= REQUIREMENT =
In your answer, print every record exactly as it is written.

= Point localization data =
---+---
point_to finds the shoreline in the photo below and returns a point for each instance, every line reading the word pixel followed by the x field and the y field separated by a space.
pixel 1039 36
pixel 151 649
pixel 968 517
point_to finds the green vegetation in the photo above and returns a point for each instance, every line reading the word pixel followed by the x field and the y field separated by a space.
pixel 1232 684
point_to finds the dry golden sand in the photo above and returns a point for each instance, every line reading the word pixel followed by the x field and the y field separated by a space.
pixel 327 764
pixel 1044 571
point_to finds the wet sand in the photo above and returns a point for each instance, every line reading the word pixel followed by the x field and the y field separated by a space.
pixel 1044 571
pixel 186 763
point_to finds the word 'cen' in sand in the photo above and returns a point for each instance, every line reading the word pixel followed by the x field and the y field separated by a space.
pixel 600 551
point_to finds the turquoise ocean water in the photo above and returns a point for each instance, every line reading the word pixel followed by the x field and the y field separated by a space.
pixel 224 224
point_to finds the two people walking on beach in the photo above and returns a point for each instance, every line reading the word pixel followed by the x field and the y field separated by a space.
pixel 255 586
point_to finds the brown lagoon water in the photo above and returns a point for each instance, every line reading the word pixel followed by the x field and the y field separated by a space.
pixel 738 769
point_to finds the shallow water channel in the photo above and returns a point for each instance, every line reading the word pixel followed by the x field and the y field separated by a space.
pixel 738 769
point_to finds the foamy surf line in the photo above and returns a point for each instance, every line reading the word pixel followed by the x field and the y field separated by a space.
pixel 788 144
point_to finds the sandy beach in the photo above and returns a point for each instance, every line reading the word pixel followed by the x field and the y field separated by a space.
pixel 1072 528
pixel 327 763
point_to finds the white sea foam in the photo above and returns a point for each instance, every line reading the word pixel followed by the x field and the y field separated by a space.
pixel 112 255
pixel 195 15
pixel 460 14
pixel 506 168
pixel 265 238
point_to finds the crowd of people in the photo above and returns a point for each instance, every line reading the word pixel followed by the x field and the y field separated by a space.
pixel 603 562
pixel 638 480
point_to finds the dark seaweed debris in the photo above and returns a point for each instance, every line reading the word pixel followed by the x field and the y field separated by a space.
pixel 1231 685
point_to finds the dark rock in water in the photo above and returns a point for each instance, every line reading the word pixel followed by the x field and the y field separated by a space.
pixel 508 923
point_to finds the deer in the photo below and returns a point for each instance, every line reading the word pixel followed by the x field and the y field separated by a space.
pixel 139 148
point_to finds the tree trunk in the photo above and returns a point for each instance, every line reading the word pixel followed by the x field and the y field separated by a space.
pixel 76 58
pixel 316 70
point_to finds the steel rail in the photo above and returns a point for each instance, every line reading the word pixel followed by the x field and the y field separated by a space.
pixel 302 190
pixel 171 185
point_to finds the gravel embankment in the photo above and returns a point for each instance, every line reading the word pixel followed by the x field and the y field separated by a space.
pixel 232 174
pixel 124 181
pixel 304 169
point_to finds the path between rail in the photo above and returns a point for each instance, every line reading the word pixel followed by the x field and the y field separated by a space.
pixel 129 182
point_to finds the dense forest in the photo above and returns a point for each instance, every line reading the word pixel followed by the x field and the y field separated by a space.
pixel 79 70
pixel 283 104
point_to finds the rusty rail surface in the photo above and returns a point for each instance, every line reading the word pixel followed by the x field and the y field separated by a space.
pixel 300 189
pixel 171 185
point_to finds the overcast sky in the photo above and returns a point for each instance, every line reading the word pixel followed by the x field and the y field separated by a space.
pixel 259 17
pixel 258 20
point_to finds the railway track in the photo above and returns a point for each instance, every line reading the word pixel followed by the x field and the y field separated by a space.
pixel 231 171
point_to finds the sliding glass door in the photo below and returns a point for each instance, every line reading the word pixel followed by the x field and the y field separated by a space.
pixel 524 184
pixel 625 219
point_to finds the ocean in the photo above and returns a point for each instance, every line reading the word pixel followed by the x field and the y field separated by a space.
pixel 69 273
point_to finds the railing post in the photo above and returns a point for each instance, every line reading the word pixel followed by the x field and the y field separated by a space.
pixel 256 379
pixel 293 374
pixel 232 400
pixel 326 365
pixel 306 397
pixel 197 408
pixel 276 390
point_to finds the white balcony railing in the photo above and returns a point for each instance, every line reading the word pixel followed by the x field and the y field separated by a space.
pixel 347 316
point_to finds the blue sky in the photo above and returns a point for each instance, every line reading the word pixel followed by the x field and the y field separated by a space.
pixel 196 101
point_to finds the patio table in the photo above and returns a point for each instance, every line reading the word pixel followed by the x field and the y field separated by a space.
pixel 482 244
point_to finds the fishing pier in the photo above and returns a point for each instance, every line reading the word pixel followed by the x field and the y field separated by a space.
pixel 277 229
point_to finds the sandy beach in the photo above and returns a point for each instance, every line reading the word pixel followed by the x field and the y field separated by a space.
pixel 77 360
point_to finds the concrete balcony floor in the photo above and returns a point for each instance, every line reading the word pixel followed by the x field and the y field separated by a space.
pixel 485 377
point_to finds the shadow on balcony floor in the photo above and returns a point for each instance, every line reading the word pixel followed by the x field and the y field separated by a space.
---+---
= SOLUTION =
point_to finds the shoreline in the photo below and returns a point for each instance, every line reading the word pixel followed by the x field and the y field separated by a space.
pixel 1039 36
pixel 151 649
pixel 968 517
point_to finds the green vegetation in the photo above and returns a point for each instance, every line reading the word pixel followed by the x field and the y field separated by a space.
pixel 1232 684
point_to finds the dry golden sand in the photo above and returns a point for each instance, every line reading the word pixel followed by the x field and the y field separated by a space.
pixel 327 764
pixel 1044 571
point_to finds the wet sand in the photo above and returns a point for each instance, every line reading the word pixel followed by the x field and the y field separated by a space.
pixel 1044 571
pixel 186 763
point_to finds the word 'cen' in sand in the photo above and returns a point for each instance, every line reading the word pixel followed by the x field and the y field separated by a space.
pixel 600 551
point_to finds the turquoise ocean water in the photo above and returns a point for each instance, every line reading the word pixel followed by the x field and the y field separated by a space.
pixel 224 224
point_to finds the two people walking on beach in the photo above and returns a point for each instance, every line reading the word pixel followed by the x field and the y field separated by a space.
pixel 255 586
point_to finds the brown lagoon water in the photo above and returns a point for each instance, every line reading the word pixel followed by the x field and the y field separated by a space.
pixel 738 769
point_to finds the shallow water channel in the photo above and returns a point for each instance, every line reading the word pixel followed by the x field and the y field separated by a space.
pixel 738 769
point_to finds the foamy surf line in the photo above and returns a point for each instance, every line reading the word pixel followed by the x field and the y field separated by a space.
pixel 788 144
point_to finds the sandy beach in the photo above and returns a point for each instance, every line reading the word pixel followed by the x field and the y field separated by a space.
pixel 1072 528
pixel 327 763
point_to finds the white sea foam in the photo above and returns a point for each instance, every line reading the word pixel followed by the x field and the y field separated by a space.
pixel 112 255
pixel 195 15
pixel 460 14
pixel 506 168
pixel 265 238
point_to finds the crowd of people in the photo above and returns a point for each instance, every line reading the word pixel followed by the x field and the y field separated by a space.
pixel 603 562
pixel 638 480
point_to finds the dark seaweed debris in the photo above and returns a point for each instance, every line reading the word pixel followed by the x field and the y field separated by a space.
pixel 1231 685
point_to finds the dark rock in water in the photo above and returns a point for each instance, every line reading the word pixel followed by the x field and the y field separated by a space.
pixel 508 923
point_to finds the deer in the photo below and returns a point for each instance, every line reading the word pixel followed by the x field and the y field separated by a space.
pixel 139 148
point_to finds the tree trunk in the photo above and returns a point for each instance, every line reading the word pixel followed by the x field and the y field separated by a space.
pixel 76 58
pixel 316 70
point_to finds the steel rail in the photo above and returns a point for each instance, every line reading the word pixel followed by the x field and the y field separated by a space.
pixel 302 190
pixel 171 185
point_to finds the gravel embankment in the photo above and returns a point for each instance, every line reading the word pixel followed by the x field and the y field separated by a space.
pixel 232 174
pixel 124 181
pixel 304 169
point_to finds the path between rail in the photo above and returns a point for each instance, every line reading the word pixel followed by the x field and the y field separated by a space.
pixel 129 182
point_to finds the dense forest in the photo above and returns a point for each instance, every line reading the word pixel followed by the x field and the y field separated by a space.
pixel 79 70
pixel 283 104
point_to finds the rusty rail surface in the photo above and returns a point for each instance, every line reading the word pixel followed by the x field and the y field separated by a space.
pixel 300 189
pixel 171 185
point_to finds the overcast sky in the photo above and returns a point for each instance, every line reading the word pixel followed by the x field and the y field separated by a space.
pixel 259 17
pixel 258 20
point_to finds the railway track in the photo above and returns a point for each instance, every line reading the word pixel followed by the x field and the y field separated by a space.
pixel 231 171
point_to finds the sliding glass door in the photo below and returns a point for each instance, every line reading the word pixel followed by the x field and the y field separated by a space.
pixel 524 184
pixel 625 219
point_to finds the ocean in the photo above and returns a point for each instance, every line reading the word pixel followed by the x field and the y field separated by a space.
pixel 69 273
point_to finds the railing post in the photo above and returns a point for each instance, every line reading the word pixel followed by the x field and the y field separated by a space.
pixel 256 379
pixel 293 374
pixel 232 400
pixel 326 365
pixel 306 397
pixel 197 408
pixel 276 390
point_to finds the white balcony railing in the photo above and returns a point for each instance, every line reading the word pixel followed by the x field and the y field separated by a space.
pixel 347 316
point_to finds the blue sky in the photo above and returns a point for each instance, every line reading the word pixel followed by the x field and the y field separated by a space.
pixel 196 101
point_to finds the patio table in the photo above and returns a point for each instance, every line reading the word pixel followed by the x field and the y field separated by a space.
pixel 482 244
point_to finds the fishing pier in the photo above and returns a point for each instance, every line reading the word pixel followed by the x field and the y field separated by a space.
pixel 277 229
point_to finds the sandy beach in the photo above and returns a point for each instance, every line reading the word pixel followed by the x field and the y field separated by a space.
pixel 77 360
point_to finds the concrete balcony floor in the photo above and returns a point for each instance, every line reading the word pixel followed by the x field and the y field separated by a space.
pixel 485 377
point_to finds the shadow on balcony floor in the photo above and returns a point for each instance, every line reading the word pixel followed by the x field and the y field separated by a space.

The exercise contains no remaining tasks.